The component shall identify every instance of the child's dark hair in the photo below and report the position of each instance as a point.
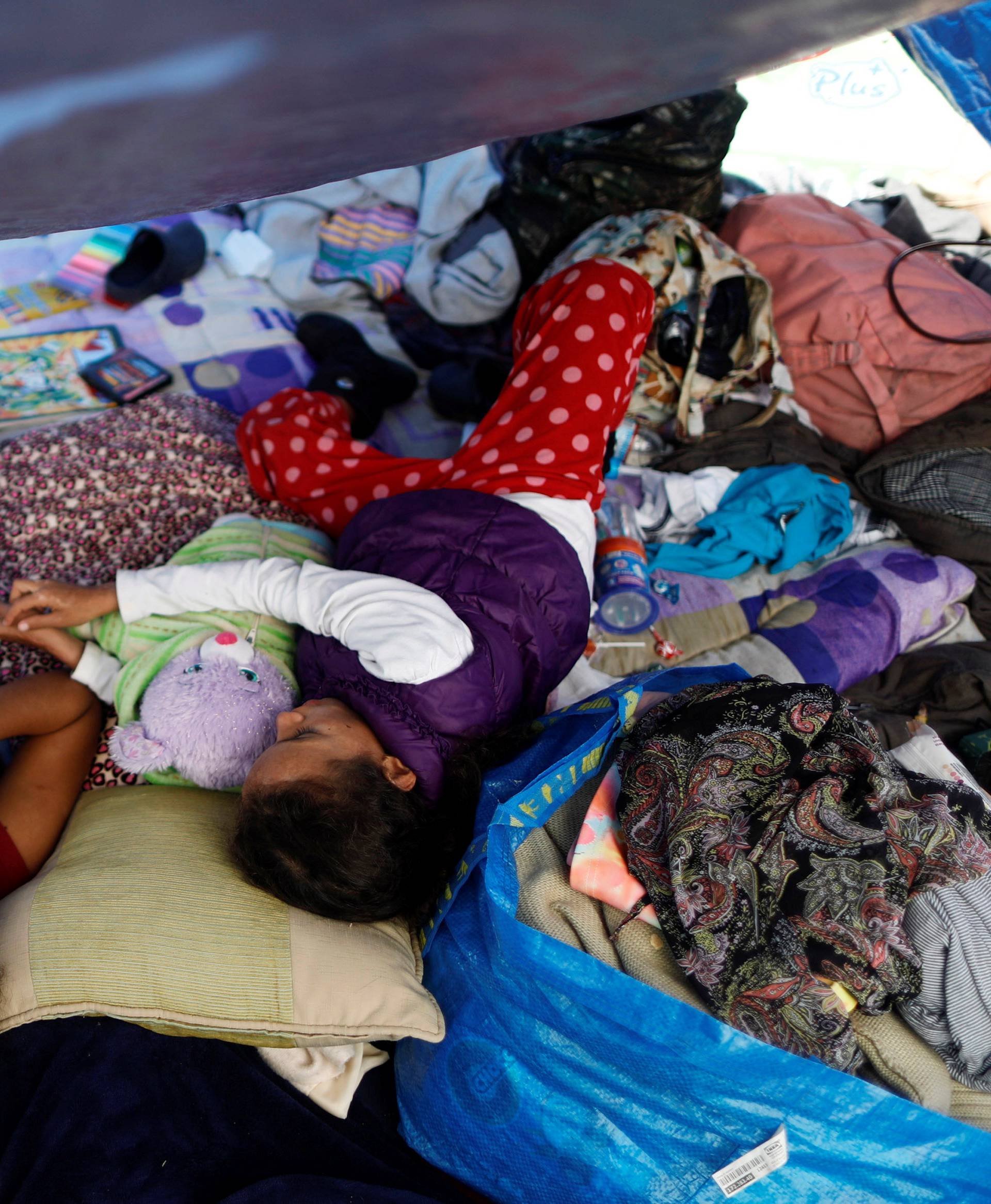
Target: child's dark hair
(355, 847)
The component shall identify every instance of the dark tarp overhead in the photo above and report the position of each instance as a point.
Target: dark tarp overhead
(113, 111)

· · · ·

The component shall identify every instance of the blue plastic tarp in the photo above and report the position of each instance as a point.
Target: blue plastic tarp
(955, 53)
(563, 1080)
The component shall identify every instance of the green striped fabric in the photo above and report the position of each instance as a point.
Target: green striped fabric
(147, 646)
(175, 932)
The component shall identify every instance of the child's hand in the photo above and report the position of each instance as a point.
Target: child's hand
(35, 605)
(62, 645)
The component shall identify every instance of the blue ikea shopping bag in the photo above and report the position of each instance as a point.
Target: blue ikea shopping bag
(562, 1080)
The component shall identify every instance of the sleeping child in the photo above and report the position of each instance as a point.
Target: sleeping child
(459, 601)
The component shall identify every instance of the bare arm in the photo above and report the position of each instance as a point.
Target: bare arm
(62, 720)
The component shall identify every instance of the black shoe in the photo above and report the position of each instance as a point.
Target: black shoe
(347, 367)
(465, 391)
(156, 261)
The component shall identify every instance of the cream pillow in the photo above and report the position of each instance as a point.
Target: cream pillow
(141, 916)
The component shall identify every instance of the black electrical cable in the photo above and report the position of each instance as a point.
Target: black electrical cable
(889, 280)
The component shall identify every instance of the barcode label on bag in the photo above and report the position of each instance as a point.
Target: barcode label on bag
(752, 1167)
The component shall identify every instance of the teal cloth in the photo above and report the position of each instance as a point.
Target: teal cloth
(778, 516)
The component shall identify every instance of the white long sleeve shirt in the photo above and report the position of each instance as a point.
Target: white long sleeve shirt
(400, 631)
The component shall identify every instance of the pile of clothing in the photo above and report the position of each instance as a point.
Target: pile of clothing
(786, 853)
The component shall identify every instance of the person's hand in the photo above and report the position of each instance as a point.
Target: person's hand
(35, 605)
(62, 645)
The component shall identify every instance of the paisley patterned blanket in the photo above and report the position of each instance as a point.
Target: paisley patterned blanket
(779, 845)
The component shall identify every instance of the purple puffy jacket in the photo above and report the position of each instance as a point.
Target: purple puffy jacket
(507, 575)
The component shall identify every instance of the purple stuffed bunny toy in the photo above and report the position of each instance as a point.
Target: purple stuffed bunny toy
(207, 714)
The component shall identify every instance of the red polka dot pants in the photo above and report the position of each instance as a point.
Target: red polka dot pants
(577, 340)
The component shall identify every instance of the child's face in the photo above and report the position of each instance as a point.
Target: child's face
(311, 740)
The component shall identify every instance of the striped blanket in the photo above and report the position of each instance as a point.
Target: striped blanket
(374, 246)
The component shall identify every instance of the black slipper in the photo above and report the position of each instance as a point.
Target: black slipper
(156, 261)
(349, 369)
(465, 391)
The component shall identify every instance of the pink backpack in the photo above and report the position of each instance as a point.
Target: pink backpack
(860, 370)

· · · ·

-- Written exercise --
Count the lines in the rows above that contain the string "sleeping", with case significant, and reply with that number alone.

-- Reply --
2